REQUIRED TASK A →
Print the Project SAVE passage in full, word for word.

SOURCE TEXT →
----

The impact of Project SAVE is apparent. County drug arrests decreased by 28% from 2019 to 2022 and since 2019, there has been a 34% decrease of overdoses in participants enrolled in the program.

“The positive outcomes achieved by Project SAVE and its participants are a direct result of the collective efforts of all partners involved,” said Colleen Snow, assistant director for the Camden County Office of Mental Health and Addiction. “When the pilot first launched, we had high hopes for success. However, since the 2019 launch, the innovative strategies developed and executed have been immeasurable and the program has truly exceeded expectations.”


Since 2019, more than 10,000 individuals have been referred to treatment through Project SAVE. Of these referrals, 3,325 were from police officers, 5,931 from court staff and 885 were self-referrals.


“The Camden County Prosecutor’s Office has the honor and privilege of seeing firsthand the benefits of Project SAVE and the lives it has changed,” said Camden County Prosecutor Grace MacAulay. “Its contributions to the safety and security of the citizens of Camden County by combating the scourge of addiction are remarkable; and we look forward to a continued partnership between this life saving program and the law enforcement community.”


Pioneered in Gloucester Township in 2014, a county-wide Project SAVE program was first launched as a one-year pilot in 2018. The program saw such success in its first year, it was extended for another four years.


Brooklawn Borough was one of the first municipalities in the county to adopt the program. Chief Shamus Ellis has been working with the Board of Commissioners on the program and county Addiction Awareness Task Force since 2019.

----

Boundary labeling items
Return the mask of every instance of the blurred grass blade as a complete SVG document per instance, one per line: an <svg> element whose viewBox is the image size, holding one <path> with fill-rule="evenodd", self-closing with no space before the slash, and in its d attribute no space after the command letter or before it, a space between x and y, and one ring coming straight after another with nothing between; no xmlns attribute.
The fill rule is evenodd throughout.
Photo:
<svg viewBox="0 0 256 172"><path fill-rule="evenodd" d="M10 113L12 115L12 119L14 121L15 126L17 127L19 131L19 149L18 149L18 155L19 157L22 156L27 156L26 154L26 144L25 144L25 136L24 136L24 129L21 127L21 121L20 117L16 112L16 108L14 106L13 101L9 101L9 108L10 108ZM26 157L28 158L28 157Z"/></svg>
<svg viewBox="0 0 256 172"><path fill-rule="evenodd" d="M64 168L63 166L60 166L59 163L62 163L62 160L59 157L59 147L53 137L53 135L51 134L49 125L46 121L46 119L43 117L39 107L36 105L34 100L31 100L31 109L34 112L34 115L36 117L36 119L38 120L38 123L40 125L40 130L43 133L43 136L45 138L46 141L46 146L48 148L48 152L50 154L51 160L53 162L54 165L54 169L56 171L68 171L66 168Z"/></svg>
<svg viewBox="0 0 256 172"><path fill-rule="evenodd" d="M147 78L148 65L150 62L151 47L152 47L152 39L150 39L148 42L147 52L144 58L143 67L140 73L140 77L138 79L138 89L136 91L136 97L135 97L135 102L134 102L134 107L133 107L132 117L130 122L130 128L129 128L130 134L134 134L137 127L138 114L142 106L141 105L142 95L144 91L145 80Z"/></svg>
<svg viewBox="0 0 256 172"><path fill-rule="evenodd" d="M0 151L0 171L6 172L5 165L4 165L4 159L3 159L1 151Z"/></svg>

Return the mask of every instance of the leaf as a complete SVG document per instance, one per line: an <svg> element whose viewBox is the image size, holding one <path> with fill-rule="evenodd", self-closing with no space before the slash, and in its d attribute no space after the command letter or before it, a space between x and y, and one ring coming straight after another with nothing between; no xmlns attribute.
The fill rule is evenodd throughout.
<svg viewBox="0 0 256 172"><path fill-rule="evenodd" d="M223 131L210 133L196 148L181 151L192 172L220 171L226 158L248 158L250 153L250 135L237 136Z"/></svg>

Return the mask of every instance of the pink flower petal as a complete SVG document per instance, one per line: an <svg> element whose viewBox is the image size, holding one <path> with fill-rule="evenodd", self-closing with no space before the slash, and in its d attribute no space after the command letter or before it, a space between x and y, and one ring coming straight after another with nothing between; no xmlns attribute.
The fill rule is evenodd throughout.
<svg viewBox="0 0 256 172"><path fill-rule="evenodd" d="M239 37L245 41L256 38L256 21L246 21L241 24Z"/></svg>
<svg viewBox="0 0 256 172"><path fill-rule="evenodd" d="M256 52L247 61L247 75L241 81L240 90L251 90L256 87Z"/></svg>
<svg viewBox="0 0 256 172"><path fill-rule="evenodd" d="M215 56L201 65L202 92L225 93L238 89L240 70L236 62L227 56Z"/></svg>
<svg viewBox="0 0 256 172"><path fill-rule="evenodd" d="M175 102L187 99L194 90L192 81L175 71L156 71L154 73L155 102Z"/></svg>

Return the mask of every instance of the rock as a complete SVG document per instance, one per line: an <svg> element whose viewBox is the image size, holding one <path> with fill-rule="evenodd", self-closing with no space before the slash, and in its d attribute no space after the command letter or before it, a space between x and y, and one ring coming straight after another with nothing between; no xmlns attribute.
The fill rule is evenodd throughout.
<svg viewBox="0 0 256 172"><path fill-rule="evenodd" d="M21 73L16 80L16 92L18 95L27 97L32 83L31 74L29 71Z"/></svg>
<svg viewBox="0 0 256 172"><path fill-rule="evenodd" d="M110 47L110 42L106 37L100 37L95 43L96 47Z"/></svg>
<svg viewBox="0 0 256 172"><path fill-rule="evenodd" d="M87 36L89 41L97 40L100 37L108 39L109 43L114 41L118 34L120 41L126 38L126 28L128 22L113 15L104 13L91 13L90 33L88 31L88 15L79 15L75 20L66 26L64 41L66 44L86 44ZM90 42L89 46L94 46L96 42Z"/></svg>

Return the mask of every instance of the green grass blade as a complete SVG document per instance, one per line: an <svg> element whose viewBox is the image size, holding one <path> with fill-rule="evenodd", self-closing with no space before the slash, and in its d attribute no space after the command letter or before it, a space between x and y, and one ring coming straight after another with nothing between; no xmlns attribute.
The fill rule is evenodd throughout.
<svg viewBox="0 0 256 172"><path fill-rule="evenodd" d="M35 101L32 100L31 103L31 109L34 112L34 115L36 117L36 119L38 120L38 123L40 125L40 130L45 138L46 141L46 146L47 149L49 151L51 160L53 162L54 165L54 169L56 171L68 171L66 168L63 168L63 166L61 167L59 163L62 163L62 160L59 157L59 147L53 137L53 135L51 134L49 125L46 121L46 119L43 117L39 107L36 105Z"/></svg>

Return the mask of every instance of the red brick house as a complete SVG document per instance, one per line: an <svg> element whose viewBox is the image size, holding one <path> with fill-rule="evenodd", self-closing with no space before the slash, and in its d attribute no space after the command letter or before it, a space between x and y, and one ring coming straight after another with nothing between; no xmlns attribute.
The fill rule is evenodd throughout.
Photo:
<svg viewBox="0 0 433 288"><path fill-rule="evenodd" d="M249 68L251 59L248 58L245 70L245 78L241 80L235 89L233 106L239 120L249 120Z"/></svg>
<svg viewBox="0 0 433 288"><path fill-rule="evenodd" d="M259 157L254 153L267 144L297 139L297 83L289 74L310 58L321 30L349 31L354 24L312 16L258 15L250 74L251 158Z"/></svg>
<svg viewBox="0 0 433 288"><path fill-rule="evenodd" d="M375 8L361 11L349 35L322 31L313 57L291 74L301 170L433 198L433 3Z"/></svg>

----

REQUIRED TASK B →
Output the listing from its first line through the line containing "168L63 166L60 166L59", including both ends, and nothing else.

REPLY A →
The impact of Project SAVE is apparent. County drug arrests decreased by 28% from 2019 to 2022 and since 2019, there has been a 34% decrease of overdoses in participants enrolled in the program.

“The positive outcomes achieved by Project SAVE and its participants are a direct result of the collective efforts of all partners involved,” said Colleen Snow, assistant director for the Camden County Office of Mental Health and Addiction. “When the pilot first launched, we had high hopes for success. However, since the 2019 launch, the innovative strategies developed and executed have been immeasurable and the program has truly exceeded expectations.”


Since 2019, more than 10,000 individuals have been referred to treatment through Project SAVE. Of these referrals, 3,325 were from police officers, 5,931 from court staff and 885 were self-referrals.


“The Camden County Prosecutor’s Office has the honor and privilege of seeing firsthand the benefits of Project SAVE and the lives it has changed,” said Camden County Prosecutor Grace MacAulay. “Its contributions to the safety and security of the citizens of Camden County by combating the scourge of addiction are remarkable; and we look forward to a continued partnership between this life saving program and the law enforcement community.”


Pioneered in Gloucester Township in 2014, a county-wide Project SAVE program was first launched as a one-year pilot in 2018. The program saw such success in its first year, it was extended for another four years.


Brooklawn Borough was one of the first municipalities in the county to adopt the program. Chief Shamus Ellis has been working with the Board of Commissioners on the program and county Addiction Awareness Task Force since 2019.

REPLY B →
Return the mask of every instance of the blurred grass blade as a complete SVG document per instance, one per line: an <svg> element whose viewBox is the image size, holding one <path> with fill-rule="evenodd", self-closing with no space before the slash, and in its d attribute no space after the command letter or before it, a space between x and y, and one ring coming straight after another with nothing between; no xmlns attribute.
The fill rule is evenodd throughout.
Photo:
<svg viewBox="0 0 256 172"><path fill-rule="evenodd" d="M10 113L12 115L12 119L14 121L15 126L17 127L19 131L19 149L18 149L18 155L19 157L22 156L27 156L26 154L26 144L25 144L25 136L24 136L24 129L21 127L21 121L20 117L16 112L16 108L14 106L13 101L9 101L9 108L10 108ZM26 157L28 158L28 157Z"/></svg>
<svg viewBox="0 0 256 172"><path fill-rule="evenodd" d="M64 168L63 166L60 166L59 163L62 163L62 160L59 157L59 147L53 137L53 135L51 134L49 125L46 121L46 119L43 117L39 107L36 105L34 100L31 100L31 109L34 112L34 115L36 117L36 119L38 120L38 123L40 125L40 130L43 133L43 136L45 138L46 141L46 146L48 148L48 152L50 154L51 160L53 162L54 165L54 169L56 171L68 171L66 168Z"/></svg>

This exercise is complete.